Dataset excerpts
━━━━━━━━
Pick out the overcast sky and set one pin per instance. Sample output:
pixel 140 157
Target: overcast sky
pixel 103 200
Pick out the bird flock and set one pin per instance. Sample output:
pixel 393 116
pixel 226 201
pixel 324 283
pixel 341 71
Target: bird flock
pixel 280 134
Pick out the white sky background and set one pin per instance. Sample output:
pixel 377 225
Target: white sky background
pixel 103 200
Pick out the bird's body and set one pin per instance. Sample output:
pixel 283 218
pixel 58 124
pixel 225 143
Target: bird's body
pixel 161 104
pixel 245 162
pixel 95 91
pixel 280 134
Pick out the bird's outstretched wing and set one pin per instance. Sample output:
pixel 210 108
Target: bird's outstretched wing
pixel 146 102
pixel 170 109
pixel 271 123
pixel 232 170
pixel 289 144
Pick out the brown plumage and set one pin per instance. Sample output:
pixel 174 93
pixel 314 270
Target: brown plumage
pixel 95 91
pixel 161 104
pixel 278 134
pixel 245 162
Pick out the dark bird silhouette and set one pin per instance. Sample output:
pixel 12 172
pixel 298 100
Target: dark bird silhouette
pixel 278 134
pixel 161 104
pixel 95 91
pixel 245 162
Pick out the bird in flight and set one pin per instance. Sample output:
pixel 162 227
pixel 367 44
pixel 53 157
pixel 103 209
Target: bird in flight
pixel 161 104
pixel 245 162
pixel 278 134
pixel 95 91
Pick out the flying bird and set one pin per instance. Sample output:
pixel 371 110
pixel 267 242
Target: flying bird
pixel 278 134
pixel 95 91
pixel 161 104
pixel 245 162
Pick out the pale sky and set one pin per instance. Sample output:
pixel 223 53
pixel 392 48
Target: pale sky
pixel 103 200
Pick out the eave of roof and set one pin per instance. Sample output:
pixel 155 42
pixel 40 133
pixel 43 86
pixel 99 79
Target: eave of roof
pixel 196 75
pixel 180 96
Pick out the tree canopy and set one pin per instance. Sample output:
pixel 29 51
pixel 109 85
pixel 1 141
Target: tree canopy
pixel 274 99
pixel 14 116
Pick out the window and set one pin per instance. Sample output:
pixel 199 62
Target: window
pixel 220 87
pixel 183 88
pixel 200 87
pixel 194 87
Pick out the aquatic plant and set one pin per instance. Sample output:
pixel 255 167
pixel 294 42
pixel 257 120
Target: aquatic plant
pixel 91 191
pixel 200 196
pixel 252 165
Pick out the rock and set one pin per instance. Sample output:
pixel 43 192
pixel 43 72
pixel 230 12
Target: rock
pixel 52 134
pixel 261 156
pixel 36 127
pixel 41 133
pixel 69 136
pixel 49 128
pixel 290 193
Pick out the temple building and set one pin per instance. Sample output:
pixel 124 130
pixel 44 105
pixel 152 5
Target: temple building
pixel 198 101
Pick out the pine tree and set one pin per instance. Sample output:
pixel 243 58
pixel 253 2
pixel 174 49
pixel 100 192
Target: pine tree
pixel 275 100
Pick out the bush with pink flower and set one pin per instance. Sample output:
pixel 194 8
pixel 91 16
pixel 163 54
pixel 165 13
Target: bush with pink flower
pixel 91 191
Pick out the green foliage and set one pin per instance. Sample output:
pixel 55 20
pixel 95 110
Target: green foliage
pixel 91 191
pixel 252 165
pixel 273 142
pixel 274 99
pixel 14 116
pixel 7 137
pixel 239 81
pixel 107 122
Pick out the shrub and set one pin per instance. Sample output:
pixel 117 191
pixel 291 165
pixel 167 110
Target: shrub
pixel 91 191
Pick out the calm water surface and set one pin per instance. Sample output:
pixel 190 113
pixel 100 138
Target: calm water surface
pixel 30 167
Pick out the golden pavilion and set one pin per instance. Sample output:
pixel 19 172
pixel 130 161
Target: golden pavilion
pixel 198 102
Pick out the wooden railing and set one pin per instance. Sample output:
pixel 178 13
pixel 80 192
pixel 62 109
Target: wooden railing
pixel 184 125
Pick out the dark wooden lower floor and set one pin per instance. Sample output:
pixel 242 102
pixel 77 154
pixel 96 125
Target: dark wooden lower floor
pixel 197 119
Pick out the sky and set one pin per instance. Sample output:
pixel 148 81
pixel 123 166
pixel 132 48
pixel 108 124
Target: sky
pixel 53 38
━━━━━━━━
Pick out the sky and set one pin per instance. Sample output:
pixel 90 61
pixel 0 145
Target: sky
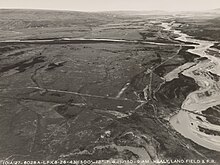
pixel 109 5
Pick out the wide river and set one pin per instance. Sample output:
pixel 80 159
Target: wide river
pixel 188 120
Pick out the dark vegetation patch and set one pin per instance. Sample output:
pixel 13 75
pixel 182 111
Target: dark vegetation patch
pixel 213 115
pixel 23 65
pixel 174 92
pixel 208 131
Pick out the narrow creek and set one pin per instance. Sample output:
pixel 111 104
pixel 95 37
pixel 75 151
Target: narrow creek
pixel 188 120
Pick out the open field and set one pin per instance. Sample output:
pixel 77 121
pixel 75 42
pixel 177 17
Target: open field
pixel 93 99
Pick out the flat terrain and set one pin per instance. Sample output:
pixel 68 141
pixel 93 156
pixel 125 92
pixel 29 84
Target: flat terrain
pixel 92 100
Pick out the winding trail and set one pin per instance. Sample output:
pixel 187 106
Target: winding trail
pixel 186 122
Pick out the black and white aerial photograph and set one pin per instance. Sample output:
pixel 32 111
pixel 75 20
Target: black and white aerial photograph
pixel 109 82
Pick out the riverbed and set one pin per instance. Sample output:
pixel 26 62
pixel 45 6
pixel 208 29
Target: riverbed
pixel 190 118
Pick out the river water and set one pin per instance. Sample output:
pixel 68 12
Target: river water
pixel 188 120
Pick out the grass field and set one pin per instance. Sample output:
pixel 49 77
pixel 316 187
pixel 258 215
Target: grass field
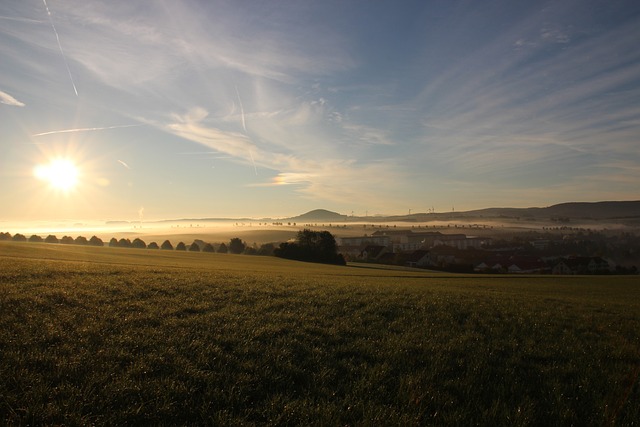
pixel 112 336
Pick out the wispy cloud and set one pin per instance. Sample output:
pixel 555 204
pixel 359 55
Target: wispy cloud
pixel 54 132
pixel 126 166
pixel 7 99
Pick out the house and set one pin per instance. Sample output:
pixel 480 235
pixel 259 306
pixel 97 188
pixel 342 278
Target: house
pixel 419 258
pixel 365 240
━━━━━━━━
Only those lines of the entries above that run from the line containing "Pick out the overcast" to the line containing "pixel 377 225", both included, should be transcribed exactly.

Answer section
Pick out the overcast sky and set one pin per instance. Sample output:
pixel 140 157
Target: overcast sky
pixel 103 200
Pick out the bird flock and set one pin per instance. Sample output:
pixel 393 116
pixel 226 201
pixel 324 283
pixel 341 71
Target: bird flock
pixel 280 134
Pick out the white sky background and set one pin per instance. Sample output:
pixel 377 225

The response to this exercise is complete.